> _Instructions for the task_: Return a faithful copy of all the entries, omitting the images.

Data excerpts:
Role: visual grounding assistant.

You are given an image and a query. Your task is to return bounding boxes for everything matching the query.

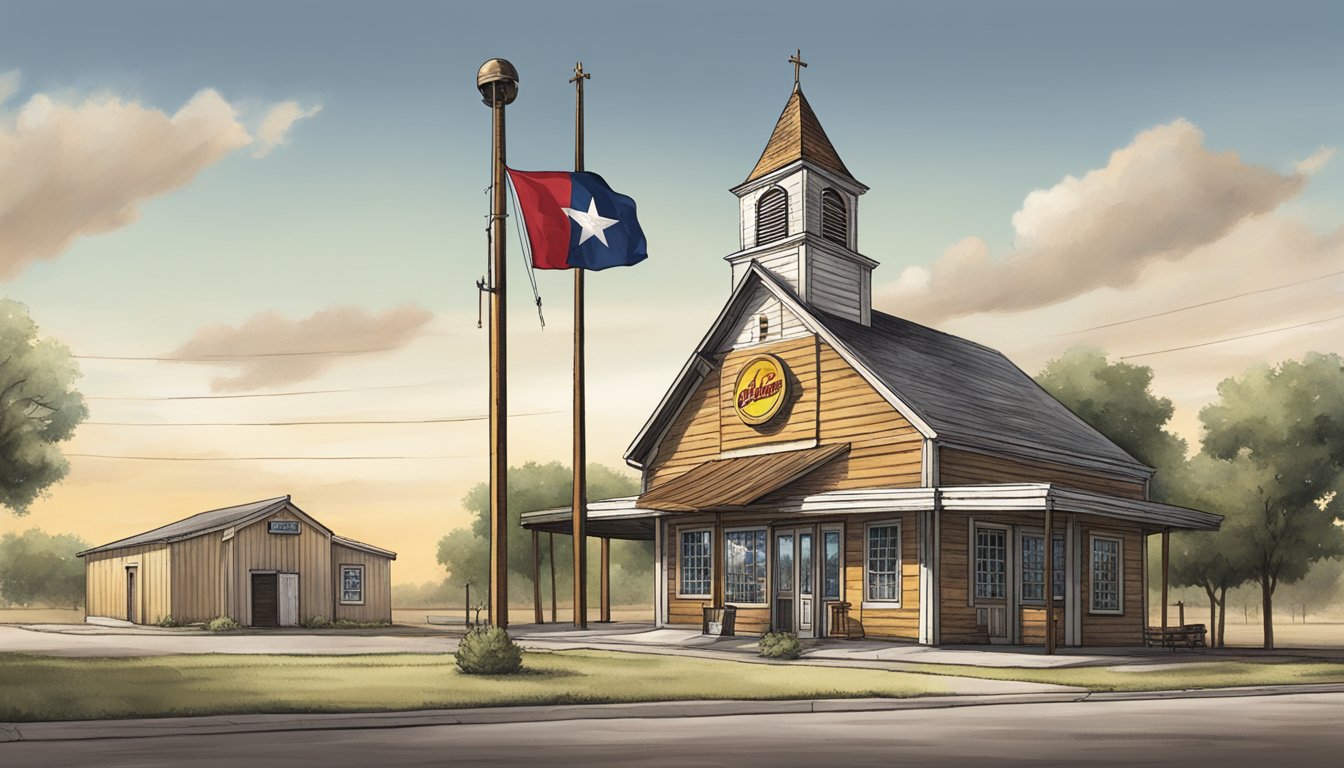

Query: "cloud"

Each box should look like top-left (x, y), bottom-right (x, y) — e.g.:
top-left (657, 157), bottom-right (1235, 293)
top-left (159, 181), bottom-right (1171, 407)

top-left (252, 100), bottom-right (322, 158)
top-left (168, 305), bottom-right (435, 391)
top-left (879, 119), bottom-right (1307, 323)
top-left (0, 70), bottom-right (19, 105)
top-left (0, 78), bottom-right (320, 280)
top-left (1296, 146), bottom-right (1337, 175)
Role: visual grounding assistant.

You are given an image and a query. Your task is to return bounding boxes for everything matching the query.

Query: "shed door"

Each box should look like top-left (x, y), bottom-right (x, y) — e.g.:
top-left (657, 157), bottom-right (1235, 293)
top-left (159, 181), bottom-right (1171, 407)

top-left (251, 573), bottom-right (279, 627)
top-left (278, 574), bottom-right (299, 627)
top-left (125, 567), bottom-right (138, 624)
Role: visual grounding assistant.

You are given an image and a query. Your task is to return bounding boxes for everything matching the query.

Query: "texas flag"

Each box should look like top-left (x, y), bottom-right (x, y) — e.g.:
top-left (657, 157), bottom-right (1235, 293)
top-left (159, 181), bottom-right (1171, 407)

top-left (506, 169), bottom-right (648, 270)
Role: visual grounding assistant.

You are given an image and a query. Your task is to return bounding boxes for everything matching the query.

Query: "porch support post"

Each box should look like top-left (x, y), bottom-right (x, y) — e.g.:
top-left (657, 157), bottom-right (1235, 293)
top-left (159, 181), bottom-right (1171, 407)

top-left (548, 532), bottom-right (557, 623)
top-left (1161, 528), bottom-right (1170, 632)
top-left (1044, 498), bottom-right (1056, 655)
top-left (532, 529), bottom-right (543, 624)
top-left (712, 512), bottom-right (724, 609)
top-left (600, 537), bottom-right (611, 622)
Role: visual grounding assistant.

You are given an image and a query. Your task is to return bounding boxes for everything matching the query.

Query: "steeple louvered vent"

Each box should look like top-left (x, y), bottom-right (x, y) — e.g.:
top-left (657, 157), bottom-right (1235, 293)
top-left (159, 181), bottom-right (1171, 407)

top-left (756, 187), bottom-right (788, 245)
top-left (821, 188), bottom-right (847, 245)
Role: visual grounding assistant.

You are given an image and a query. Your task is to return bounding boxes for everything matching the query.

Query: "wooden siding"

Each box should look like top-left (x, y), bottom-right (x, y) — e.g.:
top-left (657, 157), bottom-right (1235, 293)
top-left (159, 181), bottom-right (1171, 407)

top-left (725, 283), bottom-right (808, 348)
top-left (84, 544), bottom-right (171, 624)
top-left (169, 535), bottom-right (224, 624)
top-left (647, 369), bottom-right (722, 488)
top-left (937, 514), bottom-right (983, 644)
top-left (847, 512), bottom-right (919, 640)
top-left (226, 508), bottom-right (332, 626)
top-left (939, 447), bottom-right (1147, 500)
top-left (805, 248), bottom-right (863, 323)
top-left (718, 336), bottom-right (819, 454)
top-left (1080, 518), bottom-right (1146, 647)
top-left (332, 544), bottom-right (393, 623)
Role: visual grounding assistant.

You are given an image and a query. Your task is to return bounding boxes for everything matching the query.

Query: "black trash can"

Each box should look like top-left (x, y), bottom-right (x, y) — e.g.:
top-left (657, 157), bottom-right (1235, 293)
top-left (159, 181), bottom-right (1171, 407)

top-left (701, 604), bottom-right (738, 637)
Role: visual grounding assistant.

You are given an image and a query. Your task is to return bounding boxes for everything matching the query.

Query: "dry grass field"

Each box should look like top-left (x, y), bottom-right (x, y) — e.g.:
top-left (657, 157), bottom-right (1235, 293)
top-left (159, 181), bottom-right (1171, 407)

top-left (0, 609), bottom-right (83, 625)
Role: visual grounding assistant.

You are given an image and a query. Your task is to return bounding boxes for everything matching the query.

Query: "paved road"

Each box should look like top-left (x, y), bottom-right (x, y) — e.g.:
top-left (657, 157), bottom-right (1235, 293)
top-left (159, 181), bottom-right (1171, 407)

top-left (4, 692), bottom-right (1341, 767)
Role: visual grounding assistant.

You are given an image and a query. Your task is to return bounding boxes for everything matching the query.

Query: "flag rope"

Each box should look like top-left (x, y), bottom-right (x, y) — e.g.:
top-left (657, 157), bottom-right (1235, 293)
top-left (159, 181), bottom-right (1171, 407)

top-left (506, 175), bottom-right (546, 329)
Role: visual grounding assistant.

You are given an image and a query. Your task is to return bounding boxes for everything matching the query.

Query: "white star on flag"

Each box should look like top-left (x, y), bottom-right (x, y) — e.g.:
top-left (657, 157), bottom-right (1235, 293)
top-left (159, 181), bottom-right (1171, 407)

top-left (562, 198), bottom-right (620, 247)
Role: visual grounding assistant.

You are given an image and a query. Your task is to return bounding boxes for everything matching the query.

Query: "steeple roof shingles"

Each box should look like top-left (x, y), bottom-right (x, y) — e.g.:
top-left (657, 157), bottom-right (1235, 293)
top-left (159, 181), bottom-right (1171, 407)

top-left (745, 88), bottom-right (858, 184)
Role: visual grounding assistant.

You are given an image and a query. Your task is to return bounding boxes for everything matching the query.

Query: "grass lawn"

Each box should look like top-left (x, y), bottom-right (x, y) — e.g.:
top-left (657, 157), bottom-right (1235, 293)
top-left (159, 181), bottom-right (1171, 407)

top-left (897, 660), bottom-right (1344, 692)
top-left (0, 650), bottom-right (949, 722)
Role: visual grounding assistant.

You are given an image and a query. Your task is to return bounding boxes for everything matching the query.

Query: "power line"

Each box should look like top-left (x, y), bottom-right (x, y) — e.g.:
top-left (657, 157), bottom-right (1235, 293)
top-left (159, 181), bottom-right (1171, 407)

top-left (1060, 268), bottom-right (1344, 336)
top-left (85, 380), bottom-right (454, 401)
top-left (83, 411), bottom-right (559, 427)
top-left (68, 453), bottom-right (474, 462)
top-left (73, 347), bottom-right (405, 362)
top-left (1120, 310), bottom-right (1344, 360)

> _Answer below_:
Role: visual grounding assistant.

You are given an image and a query. Your task is to return bounding boxes for everything matching the query.


Query: "cloud"

Each box should look like top-left (x, y), bottom-right (x, y) — e.g.:
top-left (657, 157), bottom-right (1235, 293)
top-left (159, 181), bottom-right (1171, 407)

top-left (252, 100), bottom-right (322, 158)
top-left (168, 305), bottom-right (435, 391)
top-left (879, 119), bottom-right (1307, 323)
top-left (0, 70), bottom-right (19, 105)
top-left (0, 78), bottom-right (320, 280)
top-left (1296, 146), bottom-right (1337, 175)
Role: visual grounding assistant.

You are given an image and a query. Your task is to return bounding boxes for everything matching the query.

Query: "shed door"

Each box should look like top-left (x, y), bottom-right (x, y) — e.g.:
top-left (657, 157), bottom-right (1235, 293)
top-left (159, 181), bottom-right (1171, 407)

top-left (251, 573), bottom-right (279, 627)
top-left (278, 574), bottom-right (299, 627)
top-left (125, 567), bottom-right (138, 624)
Role: visual grounding assistant.

You are given an image and a query. Your task is to return bounding boxes for everything matching the query.

Query: "texas flag"

Each box should look like top-left (x, y), bottom-right (x, y) — e.g.:
top-left (657, 157), bottom-right (1235, 293)
top-left (159, 181), bottom-right (1171, 407)

top-left (506, 169), bottom-right (648, 270)
Role: visual grounding assistant.

You are given an image and a query. Your task is to return bounding boxes for everything matching the query.

Query: "porch support post"

Each box should look like top-left (x, y), bottom-right (x, y) — e.g.:
top-left (657, 157), bottom-right (1235, 293)
top-left (159, 181), bottom-right (1171, 407)

top-left (548, 532), bottom-right (557, 623)
top-left (1161, 528), bottom-right (1170, 632)
top-left (1044, 498), bottom-right (1056, 655)
top-left (532, 529), bottom-right (543, 624)
top-left (712, 512), bottom-right (724, 609)
top-left (600, 537), bottom-right (611, 622)
Role: visual grounding assistant.

You are given an image and a query. Your task is to return bounding boxes for everything matching the query.

Query: "steeple louvered vent"

Each box should look like top-left (x, y), bottom-right (x, y) — e.g.:
top-left (657, 157), bottom-right (1235, 293)
top-left (159, 181), bottom-right (1171, 407)

top-left (756, 187), bottom-right (788, 245)
top-left (821, 188), bottom-right (847, 245)
Role: visual grounding assistant.

You are given an image and a query. Your task is to return bounding boxes for everything matching the query.

Query: "wooden siding"

Each box should look like top-left (x, y), bottom-right (x, y) — e.g.:
top-left (657, 157), bottom-right (1235, 293)
top-left (159, 181), bottom-right (1171, 407)

top-left (725, 283), bottom-right (808, 348)
top-left (84, 544), bottom-right (171, 624)
top-left (169, 535), bottom-right (224, 624)
top-left (647, 369), bottom-right (722, 488)
top-left (937, 514), bottom-right (983, 644)
top-left (847, 512), bottom-right (919, 640)
top-left (226, 508), bottom-right (332, 626)
top-left (939, 447), bottom-right (1147, 500)
top-left (805, 248), bottom-right (863, 323)
top-left (718, 336), bottom-right (819, 454)
top-left (1080, 518), bottom-right (1146, 647)
top-left (332, 544), bottom-right (393, 623)
Role: visual grounding assistant.

You are given an image and a query. Your task is to return bounding boxes for everything matching the query.

Query: "black trash can"

Each box should look like top-left (x, y), bottom-right (x, y) — e.g.:
top-left (657, 157), bottom-right (1235, 293)
top-left (159, 181), bottom-right (1171, 407)

top-left (701, 604), bottom-right (738, 637)
Role: visual grounding assistant.

You are given an image and a query. Your task is to return bounding boxes for everything matching the query.

Query: "dry grass field"

Each box should look like top-left (x, y), bottom-right (x, y) — e.g.:
top-left (657, 157), bottom-right (1235, 293)
top-left (159, 181), bottom-right (1171, 407)

top-left (0, 609), bottom-right (83, 625)
Role: visual grounding assistant.

You are given an image and a query. Your task is to return bounding boxes for everything matching the query.

Query: "paved road"

Each box should look like top-left (x, y), bottom-right (x, y) — e.g.:
top-left (657, 157), bottom-right (1235, 293)
top-left (159, 181), bottom-right (1171, 407)

top-left (4, 692), bottom-right (1341, 767)
Role: visual grounding assistant.

You are given an image and a query. Your task is to return bounding boxes for everything matching the query.

Query: "flag rope"

Each box should look like top-left (x, y), bottom-right (x, y) — e.g.:
top-left (657, 157), bottom-right (1235, 293)
top-left (159, 181), bottom-right (1171, 407)

top-left (506, 175), bottom-right (546, 329)
Role: visual grounding assistant.

You are given an image and a query. Your task is to return bounding boxes for everything matching the query.

Query: "white star on flag"

Each box should look like top-left (x, y), bottom-right (x, y) — e.g.:
top-left (657, 157), bottom-right (1235, 293)
top-left (159, 181), bottom-right (1171, 407)

top-left (562, 198), bottom-right (620, 247)
Role: visual grounding assistant.

You are given an image and a query. Your task is to return bounding boxes for everything matching the query.

Query: "steeple roof shingles"

Each box should look like top-left (x, y), bottom-right (x, y) — e.g.:
top-left (657, 157), bottom-right (1235, 293)
top-left (159, 181), bottom-right (1171, 407)

top-left (745, 88), bottom-right (858, 184)
Role: visual grounding assistant.

You are given an image and a query. Your task is to return bounding boxes for everything matching the query.

Query: "grass lawn"

Each box should look like top-left (x, y), bottom-right (x, y) — e.g.:
top-left (657, 157), bottom-right (1235, 293)
top-left (159, 181), bottom-right (1171, 407)

top-left (897, 660), bottom-right (1344, 692)
top-left (0, 650), bottom-right (949, 722)
Role: visual grounding assistant.

You are given an image and a query. Your task is to return bounding boxes for everything matching the query.

Query: "power line"

Each box should look like top-left (x, y), bottom-right (x, y) — e.g.:
top-left (657, 157), bottom-right (1235, 293)
top-left (159, 181), bottom-right (1171, 407)

top-left (1060, 268), bottom-right (1344, 336)
top-left (85, 380), bottom-right (454, 401)
top-left (83, 411), bottom-right (559, 427)
top-left (68, 453), bottom-right (474, 462)
top-left (73, 347), bottom-right (405, 362)
top-left (1120, 310), bottom-right (1344, 360)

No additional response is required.